» Exercise: Give back, word for word, only the lines from the one containing "My supervisor has requested that the dark" to the end of the listing below.

--*--

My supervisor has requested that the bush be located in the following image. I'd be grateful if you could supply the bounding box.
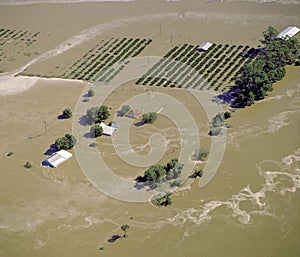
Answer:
[62,108,72,119]
[88,89,95,97]
[192,149,209,161]
[142,112,157,124]
[24,161,32,169]
[191,168,203,178]
[224,111,231,119]
[6,152,13,157]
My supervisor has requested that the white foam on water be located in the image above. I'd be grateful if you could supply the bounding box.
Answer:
[227,109,300,148]
[167,148,300,226]
[33,239,47,250]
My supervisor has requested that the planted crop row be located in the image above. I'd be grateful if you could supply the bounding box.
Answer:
[135,43,253,92]
[56,37,152,82]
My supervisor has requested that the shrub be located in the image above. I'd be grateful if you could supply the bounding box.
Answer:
[88,89,95,97]
[62,108,72,119]
[192,148,209,161]
[24,161,32,169]
[142,112,157,124]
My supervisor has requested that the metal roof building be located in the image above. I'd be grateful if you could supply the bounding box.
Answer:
[276,26,300,40]
[44,150,72,168]
[197,42,213,51]
[100,122,116,136]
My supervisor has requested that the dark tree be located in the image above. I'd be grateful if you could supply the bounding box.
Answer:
[62,108,72,119]
[88,89,95,97]
[224,111,231,119]
[90,124,103,138]
[55,134,76,150]
[121,224,130,237]
[142,112,157,124]
[85,105,110,125]
[191,168,204,178]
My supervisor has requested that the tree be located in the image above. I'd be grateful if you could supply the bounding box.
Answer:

--*--

» Your response:
My supervisor has requested that the dark tree be located in the image above. I'd be grateful if you could supply the bounding box.
Answer:
[62,108,72,119]
[88,89,95,97]
[224,111,231,119]
[90,124,103,138]
[55,134,76,150]
[121,224,130,237]
[142,112,157,124]
[85,105,110,125]
[191,168,204,178]
My supervisor has requested that the tree be located in the image above. I'd be grateful if you could supply the bounding box.
Answer:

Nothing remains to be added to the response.